• _The exercise_
Copy out the listing lines word for word, starting with the line that has "find the equipment" and stopping after the line that has "0,244 -> 608,342". Include both of those lines.

• _Information supplied_

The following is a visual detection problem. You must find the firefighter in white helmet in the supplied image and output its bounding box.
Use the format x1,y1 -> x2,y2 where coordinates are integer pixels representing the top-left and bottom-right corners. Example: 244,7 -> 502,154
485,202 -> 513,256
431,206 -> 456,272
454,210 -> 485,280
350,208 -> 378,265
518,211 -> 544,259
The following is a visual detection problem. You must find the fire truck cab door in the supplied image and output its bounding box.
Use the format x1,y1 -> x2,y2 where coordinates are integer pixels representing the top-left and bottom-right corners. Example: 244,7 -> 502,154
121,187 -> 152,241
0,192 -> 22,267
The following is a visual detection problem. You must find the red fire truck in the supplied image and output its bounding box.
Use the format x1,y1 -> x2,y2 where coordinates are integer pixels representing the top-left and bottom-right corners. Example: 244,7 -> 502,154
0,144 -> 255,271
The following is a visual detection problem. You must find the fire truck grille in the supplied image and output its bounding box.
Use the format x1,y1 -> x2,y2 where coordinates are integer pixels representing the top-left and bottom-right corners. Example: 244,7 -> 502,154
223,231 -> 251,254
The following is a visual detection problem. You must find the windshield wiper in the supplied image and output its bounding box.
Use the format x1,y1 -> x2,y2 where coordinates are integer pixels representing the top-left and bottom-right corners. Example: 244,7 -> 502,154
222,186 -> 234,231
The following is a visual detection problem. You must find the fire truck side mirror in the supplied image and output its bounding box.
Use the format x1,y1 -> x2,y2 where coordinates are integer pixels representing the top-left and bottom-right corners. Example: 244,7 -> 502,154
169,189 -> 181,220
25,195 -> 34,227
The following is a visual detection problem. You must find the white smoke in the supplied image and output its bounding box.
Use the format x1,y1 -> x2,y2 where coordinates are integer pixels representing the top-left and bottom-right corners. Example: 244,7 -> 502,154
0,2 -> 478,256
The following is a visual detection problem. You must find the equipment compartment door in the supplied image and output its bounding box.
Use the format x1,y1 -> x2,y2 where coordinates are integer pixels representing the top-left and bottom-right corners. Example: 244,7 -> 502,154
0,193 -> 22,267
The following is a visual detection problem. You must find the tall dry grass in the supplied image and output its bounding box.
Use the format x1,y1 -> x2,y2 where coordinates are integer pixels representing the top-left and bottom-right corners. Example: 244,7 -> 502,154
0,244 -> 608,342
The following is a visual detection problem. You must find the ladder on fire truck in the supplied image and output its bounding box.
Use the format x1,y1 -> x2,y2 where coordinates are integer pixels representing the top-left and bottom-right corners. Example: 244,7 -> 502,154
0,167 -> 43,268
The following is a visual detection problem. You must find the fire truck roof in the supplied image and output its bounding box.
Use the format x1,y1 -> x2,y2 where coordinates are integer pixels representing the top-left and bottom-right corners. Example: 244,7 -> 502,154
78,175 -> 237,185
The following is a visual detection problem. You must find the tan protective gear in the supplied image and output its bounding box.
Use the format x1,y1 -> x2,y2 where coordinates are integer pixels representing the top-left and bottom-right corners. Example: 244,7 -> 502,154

---

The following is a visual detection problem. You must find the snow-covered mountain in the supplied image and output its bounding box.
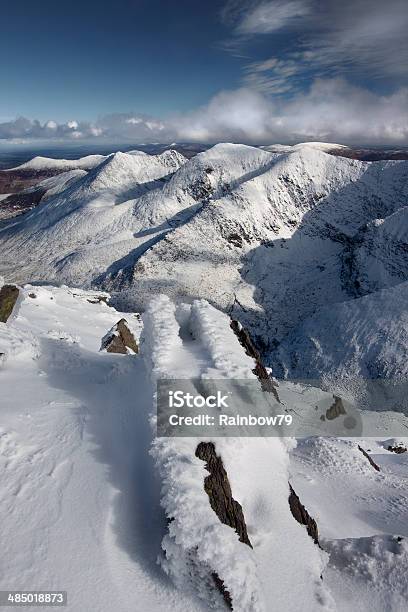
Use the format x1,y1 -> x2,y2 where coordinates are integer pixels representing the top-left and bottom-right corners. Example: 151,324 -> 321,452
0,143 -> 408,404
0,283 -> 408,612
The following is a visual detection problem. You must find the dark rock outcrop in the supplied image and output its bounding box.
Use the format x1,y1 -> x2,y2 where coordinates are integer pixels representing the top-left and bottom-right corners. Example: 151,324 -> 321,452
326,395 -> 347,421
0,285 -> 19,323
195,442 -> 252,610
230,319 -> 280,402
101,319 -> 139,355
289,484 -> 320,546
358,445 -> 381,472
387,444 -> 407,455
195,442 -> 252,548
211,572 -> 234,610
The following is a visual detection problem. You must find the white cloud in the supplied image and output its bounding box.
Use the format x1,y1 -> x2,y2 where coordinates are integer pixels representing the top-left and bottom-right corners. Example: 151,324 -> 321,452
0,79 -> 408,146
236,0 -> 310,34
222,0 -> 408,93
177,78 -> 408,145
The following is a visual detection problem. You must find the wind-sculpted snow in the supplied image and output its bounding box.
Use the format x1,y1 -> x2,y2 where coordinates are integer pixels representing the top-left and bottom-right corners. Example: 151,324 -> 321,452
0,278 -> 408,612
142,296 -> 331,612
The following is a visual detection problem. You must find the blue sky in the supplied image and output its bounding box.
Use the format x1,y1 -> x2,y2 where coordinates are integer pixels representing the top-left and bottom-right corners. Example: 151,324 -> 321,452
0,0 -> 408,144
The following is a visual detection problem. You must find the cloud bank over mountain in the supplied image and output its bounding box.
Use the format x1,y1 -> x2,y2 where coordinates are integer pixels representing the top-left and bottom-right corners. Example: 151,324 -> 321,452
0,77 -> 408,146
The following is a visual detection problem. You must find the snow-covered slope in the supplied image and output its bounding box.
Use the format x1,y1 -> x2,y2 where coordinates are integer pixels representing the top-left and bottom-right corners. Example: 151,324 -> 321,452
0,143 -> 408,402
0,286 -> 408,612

==

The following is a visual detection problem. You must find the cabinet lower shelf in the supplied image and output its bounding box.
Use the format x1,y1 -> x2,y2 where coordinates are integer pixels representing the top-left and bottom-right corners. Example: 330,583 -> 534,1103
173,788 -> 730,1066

• _Answer to the task_
The following is a visual detection problem. You must find the equipment compartment door in the supplied image and output its bounding box.
Use the format x1,y1 -> x2,y2 where coordinates are integer pixels representing the top-left and bottom-right corners. Example: 244,7 -> 502,154
0,193 -> 22,267
The following is a visual detection problem. You must find the tall dry grass in the supplied image and output its bounding box.
Use the format x1,y1 -> x2,y2 where coordinates are integer pixels representing the top-left and bottom-right corners. Example: 244,7 -> 502,154
0,244 -> 608,342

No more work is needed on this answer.